→ ABOUT THIS EXERCISE
Copy every line in the records below that contains the word "foliage".

Dataset entries:
╭──

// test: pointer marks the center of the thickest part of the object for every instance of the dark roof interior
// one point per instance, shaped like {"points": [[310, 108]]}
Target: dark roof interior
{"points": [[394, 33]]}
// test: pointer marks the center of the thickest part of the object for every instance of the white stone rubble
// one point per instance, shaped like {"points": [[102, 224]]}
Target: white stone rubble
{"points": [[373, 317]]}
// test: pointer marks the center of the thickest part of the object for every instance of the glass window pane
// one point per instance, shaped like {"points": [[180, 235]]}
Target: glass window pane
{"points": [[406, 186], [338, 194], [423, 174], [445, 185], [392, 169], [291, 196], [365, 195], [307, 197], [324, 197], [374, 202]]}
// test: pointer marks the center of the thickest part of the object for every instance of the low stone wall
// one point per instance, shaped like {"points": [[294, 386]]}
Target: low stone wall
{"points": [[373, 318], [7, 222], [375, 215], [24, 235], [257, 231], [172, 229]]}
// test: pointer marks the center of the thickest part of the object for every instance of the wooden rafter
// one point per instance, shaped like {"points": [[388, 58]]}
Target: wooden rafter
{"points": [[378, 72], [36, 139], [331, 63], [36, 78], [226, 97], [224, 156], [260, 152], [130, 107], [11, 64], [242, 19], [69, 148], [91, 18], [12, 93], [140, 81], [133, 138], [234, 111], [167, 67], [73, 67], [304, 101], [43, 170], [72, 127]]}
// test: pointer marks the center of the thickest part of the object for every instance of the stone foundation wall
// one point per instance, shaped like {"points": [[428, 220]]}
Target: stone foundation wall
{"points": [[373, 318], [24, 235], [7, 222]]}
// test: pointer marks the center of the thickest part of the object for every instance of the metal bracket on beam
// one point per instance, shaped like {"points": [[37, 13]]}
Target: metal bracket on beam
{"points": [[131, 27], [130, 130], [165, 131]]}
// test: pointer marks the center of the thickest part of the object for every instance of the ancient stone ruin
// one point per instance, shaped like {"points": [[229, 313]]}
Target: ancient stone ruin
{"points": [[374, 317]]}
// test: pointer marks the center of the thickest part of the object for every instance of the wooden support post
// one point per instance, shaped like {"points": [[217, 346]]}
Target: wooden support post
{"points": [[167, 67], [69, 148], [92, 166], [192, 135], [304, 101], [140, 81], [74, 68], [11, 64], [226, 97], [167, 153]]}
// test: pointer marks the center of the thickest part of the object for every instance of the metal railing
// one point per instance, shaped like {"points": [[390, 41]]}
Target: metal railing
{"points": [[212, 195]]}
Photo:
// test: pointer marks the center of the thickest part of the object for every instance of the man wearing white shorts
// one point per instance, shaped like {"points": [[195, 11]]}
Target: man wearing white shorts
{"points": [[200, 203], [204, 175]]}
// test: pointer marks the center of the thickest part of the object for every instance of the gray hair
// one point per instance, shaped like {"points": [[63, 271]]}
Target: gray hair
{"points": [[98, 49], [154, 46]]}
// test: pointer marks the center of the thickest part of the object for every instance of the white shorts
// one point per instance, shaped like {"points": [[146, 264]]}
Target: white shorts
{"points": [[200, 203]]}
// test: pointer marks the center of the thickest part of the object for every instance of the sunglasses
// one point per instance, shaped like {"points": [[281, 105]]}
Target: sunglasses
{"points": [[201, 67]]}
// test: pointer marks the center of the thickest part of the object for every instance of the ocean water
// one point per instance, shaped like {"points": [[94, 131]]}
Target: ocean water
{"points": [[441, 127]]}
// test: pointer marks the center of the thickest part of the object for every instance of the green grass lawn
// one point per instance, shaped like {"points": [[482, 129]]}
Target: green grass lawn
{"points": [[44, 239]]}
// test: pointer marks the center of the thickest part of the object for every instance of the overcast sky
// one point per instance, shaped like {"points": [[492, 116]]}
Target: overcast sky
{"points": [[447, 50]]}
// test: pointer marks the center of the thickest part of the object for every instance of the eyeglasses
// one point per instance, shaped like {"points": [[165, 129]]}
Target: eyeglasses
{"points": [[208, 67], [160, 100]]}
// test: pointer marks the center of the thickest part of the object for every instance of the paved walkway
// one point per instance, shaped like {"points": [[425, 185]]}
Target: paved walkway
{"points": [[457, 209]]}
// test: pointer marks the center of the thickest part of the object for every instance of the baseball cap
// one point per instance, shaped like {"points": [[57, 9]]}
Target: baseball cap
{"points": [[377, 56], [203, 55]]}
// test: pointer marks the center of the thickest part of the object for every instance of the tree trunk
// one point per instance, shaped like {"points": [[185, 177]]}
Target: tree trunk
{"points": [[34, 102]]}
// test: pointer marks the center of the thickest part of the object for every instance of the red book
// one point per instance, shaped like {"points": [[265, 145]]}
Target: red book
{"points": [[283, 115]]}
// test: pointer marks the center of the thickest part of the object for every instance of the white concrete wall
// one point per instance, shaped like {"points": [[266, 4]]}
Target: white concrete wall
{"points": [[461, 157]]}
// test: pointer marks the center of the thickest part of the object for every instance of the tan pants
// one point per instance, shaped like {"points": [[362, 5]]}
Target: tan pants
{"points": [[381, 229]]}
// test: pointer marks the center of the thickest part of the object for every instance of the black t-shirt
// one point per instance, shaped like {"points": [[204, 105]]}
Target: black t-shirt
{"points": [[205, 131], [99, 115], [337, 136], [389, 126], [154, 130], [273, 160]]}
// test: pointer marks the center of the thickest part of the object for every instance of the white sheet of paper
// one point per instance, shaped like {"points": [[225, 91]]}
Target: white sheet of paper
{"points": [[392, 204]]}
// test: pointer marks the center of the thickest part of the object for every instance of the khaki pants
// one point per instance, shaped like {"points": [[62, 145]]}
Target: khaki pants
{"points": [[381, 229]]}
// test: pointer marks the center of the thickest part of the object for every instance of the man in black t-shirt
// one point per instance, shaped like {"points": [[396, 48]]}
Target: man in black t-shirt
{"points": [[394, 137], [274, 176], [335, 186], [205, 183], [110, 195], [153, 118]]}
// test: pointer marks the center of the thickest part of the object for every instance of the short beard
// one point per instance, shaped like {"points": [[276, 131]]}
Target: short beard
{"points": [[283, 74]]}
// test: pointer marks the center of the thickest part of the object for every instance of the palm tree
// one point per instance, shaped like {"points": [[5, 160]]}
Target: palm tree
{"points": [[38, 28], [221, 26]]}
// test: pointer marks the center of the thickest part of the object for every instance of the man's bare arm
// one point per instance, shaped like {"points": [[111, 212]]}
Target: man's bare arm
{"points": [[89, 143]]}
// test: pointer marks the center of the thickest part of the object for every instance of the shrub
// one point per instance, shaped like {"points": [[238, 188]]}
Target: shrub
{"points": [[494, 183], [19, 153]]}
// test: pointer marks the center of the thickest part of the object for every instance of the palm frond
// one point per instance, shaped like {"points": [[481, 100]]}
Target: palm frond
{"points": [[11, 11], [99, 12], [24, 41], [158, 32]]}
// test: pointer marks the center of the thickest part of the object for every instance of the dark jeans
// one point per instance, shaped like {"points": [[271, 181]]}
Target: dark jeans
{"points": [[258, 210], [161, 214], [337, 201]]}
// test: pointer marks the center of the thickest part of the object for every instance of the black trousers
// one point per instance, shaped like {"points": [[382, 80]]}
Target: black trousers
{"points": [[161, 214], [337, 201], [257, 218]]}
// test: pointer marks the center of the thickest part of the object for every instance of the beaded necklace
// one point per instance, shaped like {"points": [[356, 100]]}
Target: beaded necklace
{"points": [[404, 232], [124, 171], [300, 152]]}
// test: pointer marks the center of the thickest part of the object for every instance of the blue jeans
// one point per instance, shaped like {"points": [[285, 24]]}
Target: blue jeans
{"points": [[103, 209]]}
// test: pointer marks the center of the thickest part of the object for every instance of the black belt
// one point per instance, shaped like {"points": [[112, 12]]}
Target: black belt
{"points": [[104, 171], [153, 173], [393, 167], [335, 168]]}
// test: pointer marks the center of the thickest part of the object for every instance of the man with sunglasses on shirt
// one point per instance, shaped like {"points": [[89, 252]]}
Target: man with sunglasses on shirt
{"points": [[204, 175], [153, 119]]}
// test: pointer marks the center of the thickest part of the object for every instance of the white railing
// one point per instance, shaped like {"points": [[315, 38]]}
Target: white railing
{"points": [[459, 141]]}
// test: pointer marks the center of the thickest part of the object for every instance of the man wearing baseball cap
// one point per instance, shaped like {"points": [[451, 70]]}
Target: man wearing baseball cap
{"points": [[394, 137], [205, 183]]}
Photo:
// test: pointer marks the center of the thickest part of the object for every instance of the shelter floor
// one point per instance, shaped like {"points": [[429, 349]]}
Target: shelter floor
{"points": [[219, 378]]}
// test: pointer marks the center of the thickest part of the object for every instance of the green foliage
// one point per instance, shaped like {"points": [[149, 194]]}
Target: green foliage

╰──

→ TASK ANSWER
// test: pointer marks the center of the thickest part of the object for every instance of the green foliage
Target: green foliage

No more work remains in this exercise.